— PROBLEM DESCRIPTION —
From the entries below, return only the lines starting at the one that contains "Q: For each instance of the green plastic" and ending at the one that contains "Q: For each instance of the soil", exactly as they stand.

━━━━━ RECORDS FOR THE EXERCISE ━━━━━

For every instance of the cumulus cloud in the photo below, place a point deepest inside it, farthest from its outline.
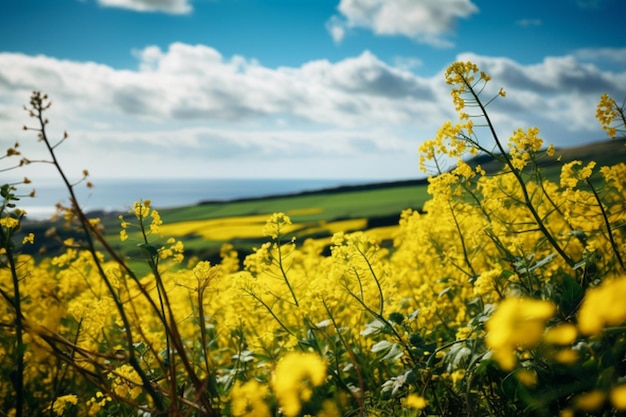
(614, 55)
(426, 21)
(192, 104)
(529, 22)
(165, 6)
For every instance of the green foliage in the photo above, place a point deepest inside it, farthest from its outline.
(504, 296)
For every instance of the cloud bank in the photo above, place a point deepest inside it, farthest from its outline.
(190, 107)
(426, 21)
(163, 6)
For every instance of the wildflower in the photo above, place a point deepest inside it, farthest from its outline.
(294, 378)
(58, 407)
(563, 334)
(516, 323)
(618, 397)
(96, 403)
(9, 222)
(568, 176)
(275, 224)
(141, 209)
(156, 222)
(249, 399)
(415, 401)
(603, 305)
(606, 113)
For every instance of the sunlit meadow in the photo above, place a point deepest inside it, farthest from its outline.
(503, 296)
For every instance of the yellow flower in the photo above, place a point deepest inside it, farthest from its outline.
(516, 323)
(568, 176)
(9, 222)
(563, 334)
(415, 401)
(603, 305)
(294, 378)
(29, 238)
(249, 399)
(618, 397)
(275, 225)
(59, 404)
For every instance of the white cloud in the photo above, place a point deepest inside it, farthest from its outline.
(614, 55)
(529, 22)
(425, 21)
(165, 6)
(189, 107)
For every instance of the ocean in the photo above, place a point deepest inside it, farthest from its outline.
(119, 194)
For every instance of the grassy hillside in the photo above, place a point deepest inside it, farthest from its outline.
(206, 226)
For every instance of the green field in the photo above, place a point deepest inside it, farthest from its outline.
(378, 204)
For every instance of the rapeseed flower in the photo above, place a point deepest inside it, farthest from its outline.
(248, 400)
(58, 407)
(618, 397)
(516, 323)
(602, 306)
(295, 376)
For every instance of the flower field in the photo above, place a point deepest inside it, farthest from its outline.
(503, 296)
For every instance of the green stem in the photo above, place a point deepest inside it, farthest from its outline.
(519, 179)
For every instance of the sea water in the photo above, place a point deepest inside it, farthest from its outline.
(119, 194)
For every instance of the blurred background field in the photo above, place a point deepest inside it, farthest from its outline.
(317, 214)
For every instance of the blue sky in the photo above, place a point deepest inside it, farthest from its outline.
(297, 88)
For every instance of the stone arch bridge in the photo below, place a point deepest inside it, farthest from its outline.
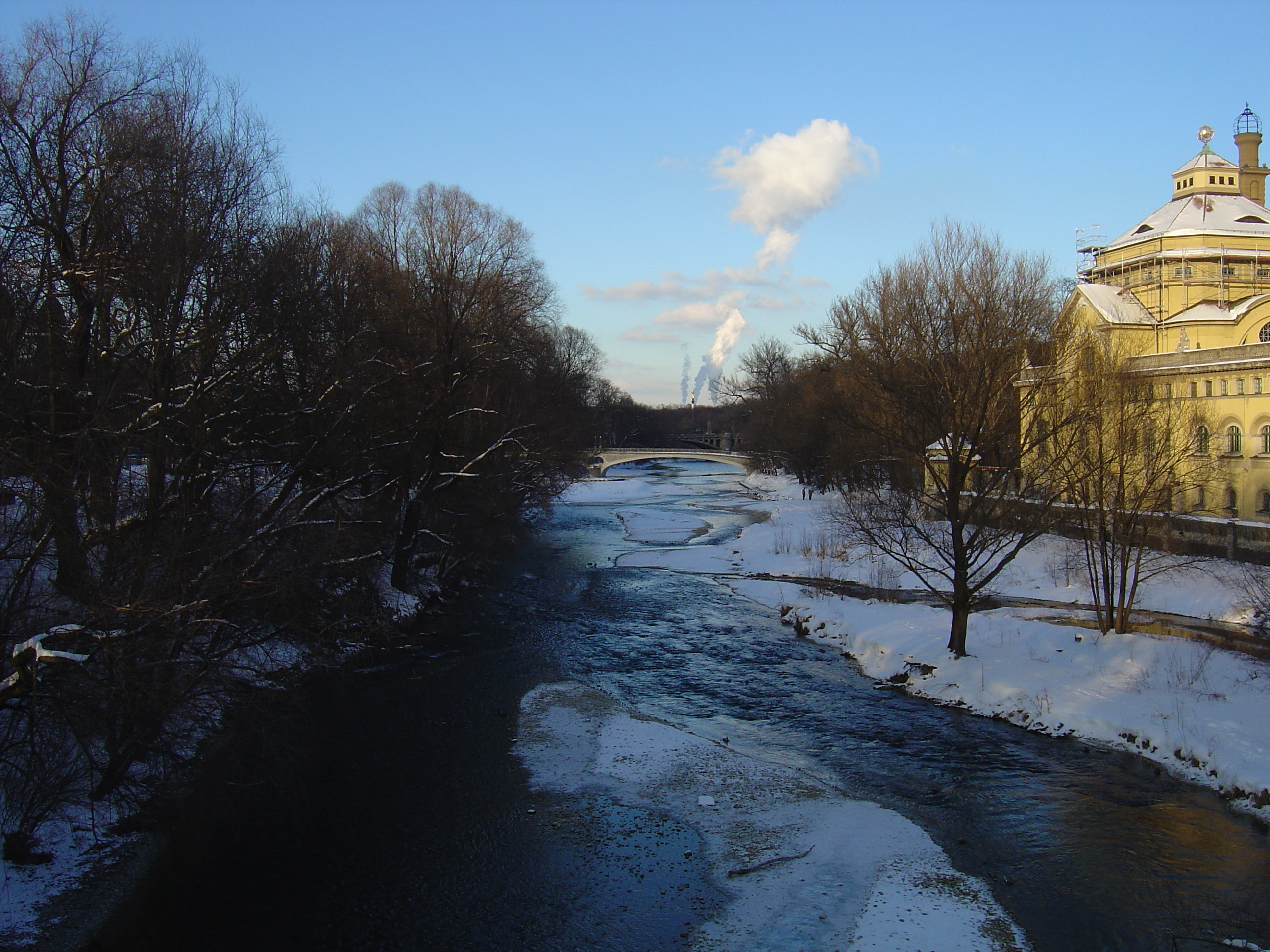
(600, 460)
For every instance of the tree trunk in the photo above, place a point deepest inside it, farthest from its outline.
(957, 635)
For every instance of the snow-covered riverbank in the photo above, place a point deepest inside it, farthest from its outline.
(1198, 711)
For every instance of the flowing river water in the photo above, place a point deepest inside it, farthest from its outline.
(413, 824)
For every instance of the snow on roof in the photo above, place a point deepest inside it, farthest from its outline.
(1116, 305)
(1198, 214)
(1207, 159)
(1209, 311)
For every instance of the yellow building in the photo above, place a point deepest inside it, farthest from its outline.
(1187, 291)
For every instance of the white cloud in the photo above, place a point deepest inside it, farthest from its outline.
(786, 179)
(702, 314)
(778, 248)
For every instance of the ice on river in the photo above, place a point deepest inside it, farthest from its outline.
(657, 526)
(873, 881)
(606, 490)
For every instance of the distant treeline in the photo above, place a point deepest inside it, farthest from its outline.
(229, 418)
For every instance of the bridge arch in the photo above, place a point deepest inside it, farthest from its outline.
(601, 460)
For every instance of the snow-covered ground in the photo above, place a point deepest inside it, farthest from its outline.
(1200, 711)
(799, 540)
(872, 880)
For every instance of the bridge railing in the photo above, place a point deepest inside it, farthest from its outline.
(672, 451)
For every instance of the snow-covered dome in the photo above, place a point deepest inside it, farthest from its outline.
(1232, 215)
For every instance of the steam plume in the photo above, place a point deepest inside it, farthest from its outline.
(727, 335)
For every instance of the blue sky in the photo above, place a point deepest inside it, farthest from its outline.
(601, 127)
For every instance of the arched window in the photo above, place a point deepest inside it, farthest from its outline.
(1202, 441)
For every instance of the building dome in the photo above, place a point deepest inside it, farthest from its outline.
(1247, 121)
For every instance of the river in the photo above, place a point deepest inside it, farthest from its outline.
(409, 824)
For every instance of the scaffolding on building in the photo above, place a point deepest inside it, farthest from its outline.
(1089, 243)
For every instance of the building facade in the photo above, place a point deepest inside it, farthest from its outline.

━━━━━
━━━━━ RECORDS FOR THE EXERCISE ━━━━━

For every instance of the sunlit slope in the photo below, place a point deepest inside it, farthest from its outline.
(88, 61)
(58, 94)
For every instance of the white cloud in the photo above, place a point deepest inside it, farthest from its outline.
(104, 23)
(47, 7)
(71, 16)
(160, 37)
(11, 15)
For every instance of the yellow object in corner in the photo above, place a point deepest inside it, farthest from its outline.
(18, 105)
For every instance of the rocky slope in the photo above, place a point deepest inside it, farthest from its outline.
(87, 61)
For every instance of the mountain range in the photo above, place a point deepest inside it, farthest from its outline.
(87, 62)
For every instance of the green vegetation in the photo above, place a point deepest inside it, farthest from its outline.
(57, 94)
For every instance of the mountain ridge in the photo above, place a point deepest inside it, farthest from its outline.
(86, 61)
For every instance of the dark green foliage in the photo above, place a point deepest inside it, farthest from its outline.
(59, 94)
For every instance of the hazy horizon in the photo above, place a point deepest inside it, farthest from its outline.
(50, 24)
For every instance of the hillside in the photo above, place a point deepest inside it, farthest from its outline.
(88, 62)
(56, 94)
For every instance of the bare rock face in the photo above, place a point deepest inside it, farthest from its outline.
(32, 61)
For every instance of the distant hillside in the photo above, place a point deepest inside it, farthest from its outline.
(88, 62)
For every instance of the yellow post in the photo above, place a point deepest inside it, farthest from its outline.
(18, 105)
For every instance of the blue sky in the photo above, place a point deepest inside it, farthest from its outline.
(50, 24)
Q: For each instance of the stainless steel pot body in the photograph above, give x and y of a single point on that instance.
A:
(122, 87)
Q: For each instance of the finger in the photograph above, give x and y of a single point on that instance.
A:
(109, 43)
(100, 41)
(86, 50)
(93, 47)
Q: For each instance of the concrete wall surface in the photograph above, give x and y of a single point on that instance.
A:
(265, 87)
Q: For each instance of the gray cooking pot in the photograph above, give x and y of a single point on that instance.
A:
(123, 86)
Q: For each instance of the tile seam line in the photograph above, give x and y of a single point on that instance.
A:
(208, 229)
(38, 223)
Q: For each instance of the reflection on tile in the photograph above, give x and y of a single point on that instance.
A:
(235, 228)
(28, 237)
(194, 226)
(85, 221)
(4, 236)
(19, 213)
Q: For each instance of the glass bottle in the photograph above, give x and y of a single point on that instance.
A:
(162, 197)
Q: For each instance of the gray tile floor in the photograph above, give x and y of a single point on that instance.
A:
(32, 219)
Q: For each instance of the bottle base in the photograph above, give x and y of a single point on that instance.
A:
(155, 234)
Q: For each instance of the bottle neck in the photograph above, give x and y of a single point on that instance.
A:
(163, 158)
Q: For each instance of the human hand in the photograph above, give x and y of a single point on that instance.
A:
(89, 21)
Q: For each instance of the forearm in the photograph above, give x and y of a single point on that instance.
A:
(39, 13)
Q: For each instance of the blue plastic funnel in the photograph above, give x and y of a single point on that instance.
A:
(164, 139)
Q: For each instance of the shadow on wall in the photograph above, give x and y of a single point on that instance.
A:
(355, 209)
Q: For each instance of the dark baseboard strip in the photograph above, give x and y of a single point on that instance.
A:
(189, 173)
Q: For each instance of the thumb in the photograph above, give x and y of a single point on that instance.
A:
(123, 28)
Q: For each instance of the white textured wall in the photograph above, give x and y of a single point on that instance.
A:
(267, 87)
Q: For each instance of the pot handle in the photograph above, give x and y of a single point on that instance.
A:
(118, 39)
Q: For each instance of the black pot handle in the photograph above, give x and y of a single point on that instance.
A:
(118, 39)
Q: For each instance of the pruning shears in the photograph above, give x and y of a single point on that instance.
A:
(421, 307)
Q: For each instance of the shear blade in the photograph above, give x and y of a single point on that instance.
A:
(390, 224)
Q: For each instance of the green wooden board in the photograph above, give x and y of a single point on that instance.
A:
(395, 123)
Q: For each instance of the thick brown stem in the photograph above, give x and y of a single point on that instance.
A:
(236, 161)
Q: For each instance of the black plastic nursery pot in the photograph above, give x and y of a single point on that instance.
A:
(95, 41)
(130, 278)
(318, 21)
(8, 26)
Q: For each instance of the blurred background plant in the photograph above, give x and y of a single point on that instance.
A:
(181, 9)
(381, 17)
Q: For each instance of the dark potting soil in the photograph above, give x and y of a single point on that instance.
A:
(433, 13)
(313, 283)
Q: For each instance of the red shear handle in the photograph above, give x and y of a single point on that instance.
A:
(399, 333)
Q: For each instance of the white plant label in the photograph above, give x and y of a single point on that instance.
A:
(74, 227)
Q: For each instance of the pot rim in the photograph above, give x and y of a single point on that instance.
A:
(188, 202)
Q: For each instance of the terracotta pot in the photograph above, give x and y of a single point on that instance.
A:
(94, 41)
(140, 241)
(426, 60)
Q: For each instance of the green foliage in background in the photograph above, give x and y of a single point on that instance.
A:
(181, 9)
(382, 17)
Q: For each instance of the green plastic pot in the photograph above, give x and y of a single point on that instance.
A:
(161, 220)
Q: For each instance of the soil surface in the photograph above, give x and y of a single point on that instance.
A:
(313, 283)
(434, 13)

━━━━━

— SOLUTION —
Q: For each instance of the green plastic pot in the photograph above, give x and y of a single point on that instance.
A:
(161, 220)
Q: For each instance of the soil surface in the photograph above, give x and y of a single point on that instance.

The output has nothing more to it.